══ Given data
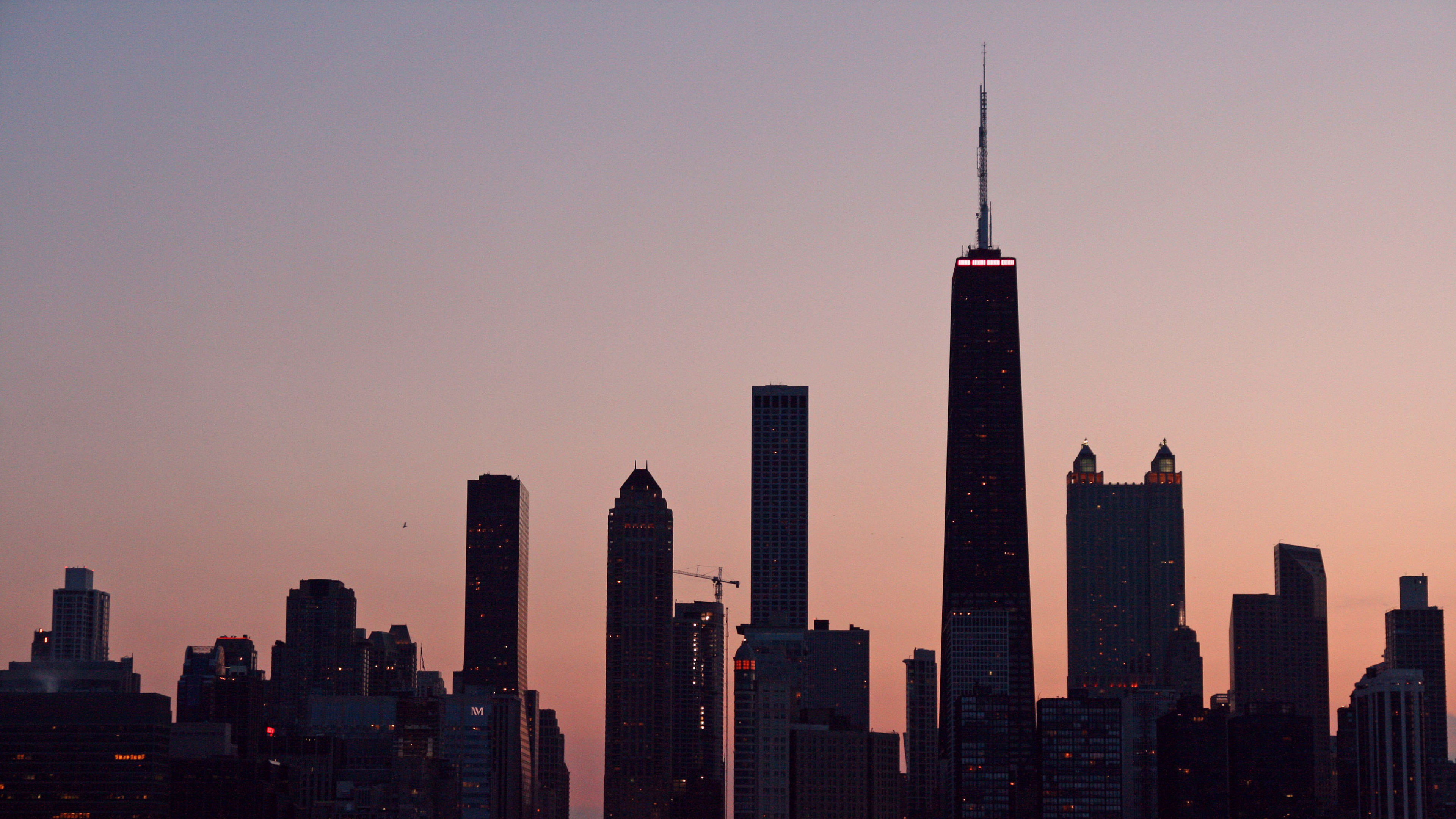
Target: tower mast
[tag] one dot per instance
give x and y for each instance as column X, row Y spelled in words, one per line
column 983, row 215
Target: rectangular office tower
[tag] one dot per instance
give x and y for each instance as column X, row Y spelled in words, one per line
column 1126, row 582
column 698, row 710
column 496, row 570
column 1081, row 758
column 988, row 693
column 922, row 767
column 640, row 652
column 81, row 618
column 1416, row 639
column 781, row 508
column 1388, row 707
column 1280, row 642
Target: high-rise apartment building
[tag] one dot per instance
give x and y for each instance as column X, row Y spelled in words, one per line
column 698, row 710
column 836, row 674
column 1279, row 656
column 1081, row 757
column 1391, row 758
column 321, row 653
column 394, row 662
column 81, row 618
column 552, row 776
column 781, row 506
column 986, row 604
column 640, row 653
column 497, row 562
column 1416, row 639
column 921, row 738
column 1126, row 581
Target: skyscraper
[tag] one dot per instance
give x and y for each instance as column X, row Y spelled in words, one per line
column 698, row 710
column 922, row 770
column 640, row 652
column 81, row 618
column 496, row 572
column 1280, row 643
column 781, row 506
column 1126, row 581
column 321, row 653
column 1081, row 757
column 1390, row 715
column 986, row 602
column 1279, row 661
column 1416, row 639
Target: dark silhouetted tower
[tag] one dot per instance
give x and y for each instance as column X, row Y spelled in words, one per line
column 1391, row 758
column 1279, row 659
column 698, row 710
column 321, row 655
column 496, row 570
column 988, row 693
column 922, row 770
column 640, row 652
column 781, row 508
column 1416, row 639
column 1126, row 581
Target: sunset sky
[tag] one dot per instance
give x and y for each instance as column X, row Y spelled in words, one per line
column 277, row 279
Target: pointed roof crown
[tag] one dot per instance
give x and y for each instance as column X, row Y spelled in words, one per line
column 641, row 482
column 1085, row 461
column 1164, row 461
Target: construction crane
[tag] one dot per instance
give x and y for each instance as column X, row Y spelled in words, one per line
column 719, row 581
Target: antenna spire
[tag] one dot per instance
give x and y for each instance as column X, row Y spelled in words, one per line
column 983, row 216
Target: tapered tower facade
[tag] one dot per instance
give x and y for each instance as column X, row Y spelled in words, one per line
column 988, row 693
column 640, row 653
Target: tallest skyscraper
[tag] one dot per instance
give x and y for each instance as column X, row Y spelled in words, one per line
column 988, row 694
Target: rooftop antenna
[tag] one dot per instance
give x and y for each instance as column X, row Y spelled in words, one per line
column 983, row 216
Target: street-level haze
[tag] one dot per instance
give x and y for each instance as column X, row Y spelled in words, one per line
column 282, row 279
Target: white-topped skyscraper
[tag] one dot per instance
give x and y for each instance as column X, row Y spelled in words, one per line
column 781, row 508
column 81, row 618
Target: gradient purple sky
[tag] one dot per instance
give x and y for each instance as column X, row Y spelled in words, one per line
column 277, row 279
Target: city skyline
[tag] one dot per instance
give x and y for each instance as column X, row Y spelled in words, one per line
column 206, row 425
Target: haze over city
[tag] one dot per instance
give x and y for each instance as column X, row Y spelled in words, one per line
column 279, row 280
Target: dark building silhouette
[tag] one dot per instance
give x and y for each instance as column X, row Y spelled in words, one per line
column 496, row 573
column 1391, row 757
column 394, row 662
column 1416, row 639
column 1126, row 581
column 321, row 655
column 1193, row 763
column 986, row 605
column 698, row 710
column 640, row 652
column 72, row 677
column 1081, row 757
column 95, row 755
column 1279, row 651
column 552, row 776
column 922, row 767
column 81, row 618
column 222, row 684
column 781, row 506
column 836, row 674
column 768, row 691
column 1274, row 767
column 844, row 774
column 210, row 780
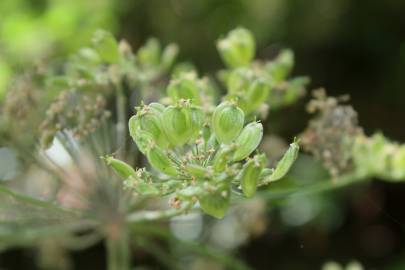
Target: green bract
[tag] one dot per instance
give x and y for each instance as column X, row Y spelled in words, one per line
column 249, row 176
column 248, row 140
column 238, row 48
column 227, row 122
column 148, row 120
column 177, row 124
column 200, row 152
column 160, row 161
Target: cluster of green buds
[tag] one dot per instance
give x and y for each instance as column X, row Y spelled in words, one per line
column 72, row 112
column 199, row 156
column 378, row 156
column 107, row 61
column 257, row 85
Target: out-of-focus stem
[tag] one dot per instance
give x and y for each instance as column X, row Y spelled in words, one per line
column 118, row 247
column 121, row 120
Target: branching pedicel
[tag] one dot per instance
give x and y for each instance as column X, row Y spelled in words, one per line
column 199, row 156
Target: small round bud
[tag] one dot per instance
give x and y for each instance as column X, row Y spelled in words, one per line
column 148, row 119
column 285, row 163
column 197, row 121
column 249, row 177
column 248, row 140
column 217, row 203
column 238, row 48
column 159, row 160
column 106, row 46
column 142, row 138
column 177, row 124
column 222, row 158
column 239, row 80
column 227, row 122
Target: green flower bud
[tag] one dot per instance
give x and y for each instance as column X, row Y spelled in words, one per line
column 227, row 122
column 157, row 107
column 257, row 94
column 106, row 46
column 249, row 177
column 216, row 204
column 238, row 48
column 284, row 165
column 159, row 160
column 142, row 138
column 222, row 158
column 148, row 119
column 120, row 167
column 177, row 124
column 197, row 121
column 248, row 140
column 184, row 88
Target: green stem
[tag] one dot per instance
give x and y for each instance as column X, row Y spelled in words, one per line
column 118, row 247
column 121, row 120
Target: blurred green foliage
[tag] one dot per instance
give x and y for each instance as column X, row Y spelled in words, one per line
column 34, row 30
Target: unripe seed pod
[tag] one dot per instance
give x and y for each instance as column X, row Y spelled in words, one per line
column 159, row 160
column 284, row 165
column 257, row 94
column 106, row 46
column 238, row 48
column 120, row 167
column 249, row 177
column 227, row 122
column 149, row 120
column 142, row 138
column 216, row 204
column 177, row 125
column 184, row 88
column 248, row 140
column 197, row 121
column 222, row 158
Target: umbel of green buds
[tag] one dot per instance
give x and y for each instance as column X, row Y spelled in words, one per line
column 204, row 157
column 106, row 46
column 237, row 48
column 227, row 122
column 248, row 140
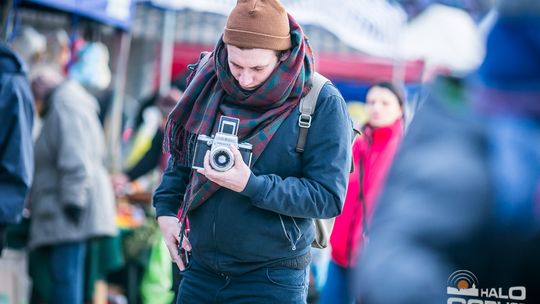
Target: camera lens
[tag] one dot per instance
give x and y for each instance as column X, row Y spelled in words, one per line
column 221, row 159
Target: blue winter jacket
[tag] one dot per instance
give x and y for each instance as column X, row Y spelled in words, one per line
column 16, row 152
column 271, row 221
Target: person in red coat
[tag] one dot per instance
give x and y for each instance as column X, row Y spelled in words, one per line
column 373, row 153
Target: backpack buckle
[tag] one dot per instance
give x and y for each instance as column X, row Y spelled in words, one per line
column 304, row 121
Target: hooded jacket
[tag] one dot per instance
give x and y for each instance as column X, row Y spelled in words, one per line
column 16, row 152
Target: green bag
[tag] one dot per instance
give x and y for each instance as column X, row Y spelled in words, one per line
column 157, row 279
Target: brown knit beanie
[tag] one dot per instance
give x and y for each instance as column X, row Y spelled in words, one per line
column 261, row 24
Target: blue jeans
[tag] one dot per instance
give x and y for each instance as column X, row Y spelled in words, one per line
column 67, row 269
column 265, row 285
column 337, row 289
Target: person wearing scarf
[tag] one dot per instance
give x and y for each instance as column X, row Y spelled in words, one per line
column 459, row 215
column 251, row 228
column 373, row 152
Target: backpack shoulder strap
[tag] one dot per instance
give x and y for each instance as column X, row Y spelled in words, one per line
column 307, row 108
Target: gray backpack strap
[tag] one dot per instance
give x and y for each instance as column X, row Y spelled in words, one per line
column 307, row 108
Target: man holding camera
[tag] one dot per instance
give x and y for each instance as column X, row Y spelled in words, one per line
column 251, row 227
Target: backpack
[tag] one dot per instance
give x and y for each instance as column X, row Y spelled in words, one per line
column 323, row 227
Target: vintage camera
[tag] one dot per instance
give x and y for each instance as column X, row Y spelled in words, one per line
column 221, row 156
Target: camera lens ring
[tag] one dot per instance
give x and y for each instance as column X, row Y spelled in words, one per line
column 221, row 159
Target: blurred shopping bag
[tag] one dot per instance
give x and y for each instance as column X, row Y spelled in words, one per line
column 14, row 282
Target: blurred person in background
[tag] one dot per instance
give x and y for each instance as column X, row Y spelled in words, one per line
column 251, row 229
column 16, row 145
column 146, row 150
column 373, row 152
column 460, row 213
column 72, row 198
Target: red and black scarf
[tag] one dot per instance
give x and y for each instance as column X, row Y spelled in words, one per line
column 213, row 92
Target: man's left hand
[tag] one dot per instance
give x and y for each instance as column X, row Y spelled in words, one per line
column 235, row 179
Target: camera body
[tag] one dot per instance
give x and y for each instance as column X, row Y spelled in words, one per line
column 221, row 156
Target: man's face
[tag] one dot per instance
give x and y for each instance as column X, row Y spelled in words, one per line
column 251, row 67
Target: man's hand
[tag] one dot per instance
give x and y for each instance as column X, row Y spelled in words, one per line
column 170, row 228
column 235, row 179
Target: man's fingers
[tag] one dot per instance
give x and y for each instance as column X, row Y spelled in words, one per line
column 180, row 265
column 186, row 244
column 237, row 156
column 173, row 252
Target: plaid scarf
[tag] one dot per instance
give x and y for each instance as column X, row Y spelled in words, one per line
column 214, row 92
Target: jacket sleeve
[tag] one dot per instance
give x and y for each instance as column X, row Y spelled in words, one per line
column 16, row 146
column 320, row 191
column 170, row 192
column 71, row 160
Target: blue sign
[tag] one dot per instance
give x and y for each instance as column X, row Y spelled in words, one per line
column 117, row 13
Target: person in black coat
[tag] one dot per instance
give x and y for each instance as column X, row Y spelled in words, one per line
column 16, row 146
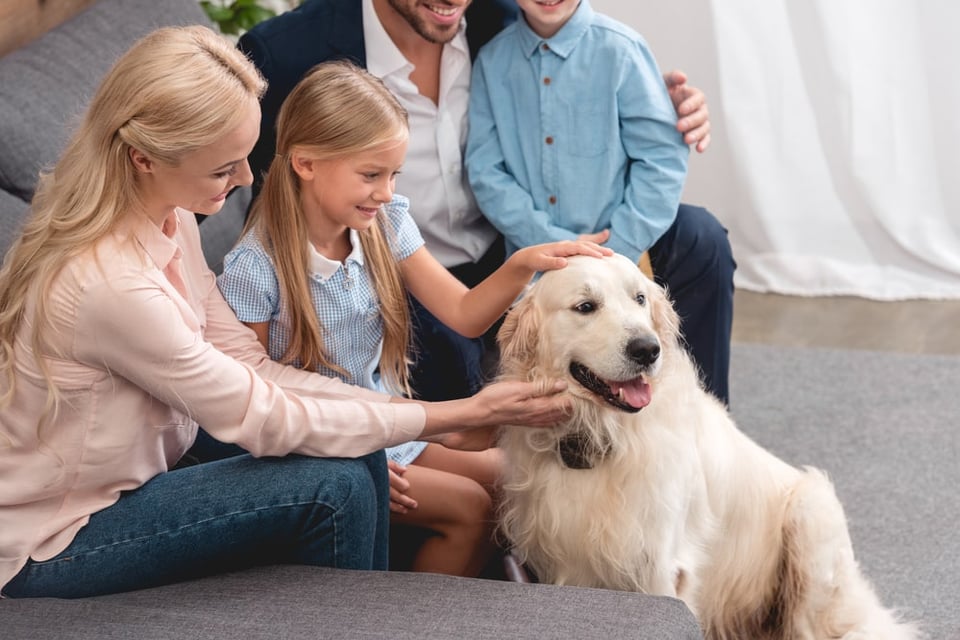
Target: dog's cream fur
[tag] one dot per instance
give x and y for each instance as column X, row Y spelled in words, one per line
column 678, row 502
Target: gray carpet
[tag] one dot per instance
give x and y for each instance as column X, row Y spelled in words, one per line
column 886, row 428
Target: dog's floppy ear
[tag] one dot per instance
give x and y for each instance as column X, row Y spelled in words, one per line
column 665, row 318
column 517, row 337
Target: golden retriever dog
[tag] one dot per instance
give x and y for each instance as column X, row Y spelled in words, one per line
column 649, row 486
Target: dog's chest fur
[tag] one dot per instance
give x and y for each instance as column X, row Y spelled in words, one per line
column 630, row 506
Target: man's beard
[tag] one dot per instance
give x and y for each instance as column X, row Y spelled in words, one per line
column 426, row 30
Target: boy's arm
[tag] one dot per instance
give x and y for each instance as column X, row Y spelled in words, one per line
column 502, row 199
column 657, row 152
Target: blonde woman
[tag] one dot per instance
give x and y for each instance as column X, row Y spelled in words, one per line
column 115, row 343
column 323, row 274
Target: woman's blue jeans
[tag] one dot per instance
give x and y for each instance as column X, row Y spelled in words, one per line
column 221, row 516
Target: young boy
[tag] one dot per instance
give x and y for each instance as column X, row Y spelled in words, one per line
column 572, row 132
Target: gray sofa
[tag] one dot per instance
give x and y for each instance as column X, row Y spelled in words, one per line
column 43, row 86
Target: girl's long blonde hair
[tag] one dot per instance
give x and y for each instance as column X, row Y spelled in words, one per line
column 174, row 91
column 336, row 110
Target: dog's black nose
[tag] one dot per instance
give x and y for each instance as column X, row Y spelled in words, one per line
column 644, row 351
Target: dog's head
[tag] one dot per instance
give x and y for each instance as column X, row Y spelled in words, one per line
column 600, row 323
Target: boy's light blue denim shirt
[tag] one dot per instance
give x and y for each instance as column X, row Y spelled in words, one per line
column 574, row 134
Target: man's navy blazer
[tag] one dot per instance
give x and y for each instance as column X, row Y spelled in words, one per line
column 284, row 48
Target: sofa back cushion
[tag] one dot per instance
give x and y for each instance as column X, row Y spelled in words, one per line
column 46, row 85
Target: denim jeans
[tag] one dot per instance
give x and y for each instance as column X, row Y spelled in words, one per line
column 223, row 516
column 693, row 259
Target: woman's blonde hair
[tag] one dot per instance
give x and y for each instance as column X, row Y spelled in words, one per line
column 174, row 91
column 335, row 111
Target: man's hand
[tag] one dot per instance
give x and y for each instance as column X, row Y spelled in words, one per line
column 693, row 117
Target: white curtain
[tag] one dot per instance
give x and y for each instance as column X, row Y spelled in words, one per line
column 835, row 127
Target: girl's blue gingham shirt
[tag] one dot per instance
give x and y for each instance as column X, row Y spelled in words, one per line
column 343, row 297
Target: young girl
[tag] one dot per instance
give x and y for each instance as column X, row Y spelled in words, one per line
column 322, row 276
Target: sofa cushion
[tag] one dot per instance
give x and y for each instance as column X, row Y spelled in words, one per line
column 293, row 602
column 12, row 212
column 45, row 85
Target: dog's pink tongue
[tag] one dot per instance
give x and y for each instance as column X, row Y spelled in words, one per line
column 636, row 393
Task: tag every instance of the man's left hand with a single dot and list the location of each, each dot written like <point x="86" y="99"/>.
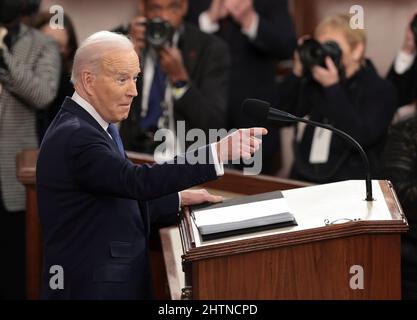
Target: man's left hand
<point x="193" y="197"/>
<point x="326" y="76"/>
<point x="242" y="12"/>
<point x="171" y="62"/>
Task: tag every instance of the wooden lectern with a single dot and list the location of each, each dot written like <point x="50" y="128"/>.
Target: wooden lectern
<point x="233" y="182"/>
<point x="342" y="248"/>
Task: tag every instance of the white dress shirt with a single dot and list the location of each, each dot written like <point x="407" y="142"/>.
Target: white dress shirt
<point x="208" y="26"/>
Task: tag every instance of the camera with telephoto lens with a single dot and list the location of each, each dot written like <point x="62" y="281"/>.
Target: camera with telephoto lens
<point x="313" y="53"/>
<point x="158" y="32"/>
<point x="413" y="27"/>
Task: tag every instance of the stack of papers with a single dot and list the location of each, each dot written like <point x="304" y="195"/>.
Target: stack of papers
<point x="242" y="215"/>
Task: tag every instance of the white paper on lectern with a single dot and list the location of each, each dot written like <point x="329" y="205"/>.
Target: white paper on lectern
════
Copy the material above word for word, from the line with "Target: blurred person in background" through the line with "column 213, row 92", including both of those lines.

Target: blurred person in background
[tag] one dot per instance
give x and y for each instance as column X, row Y spelled in words, one per line
column 251, row 229
column 16, row 145
column 146, row 150
column 373, row 152
column 460, row 213
column 72, row 198
Target: red and black scarf
[tag] one dot per instance
give x and y for each instance as column X, row Y spelled in words, one per line
column 213, row 92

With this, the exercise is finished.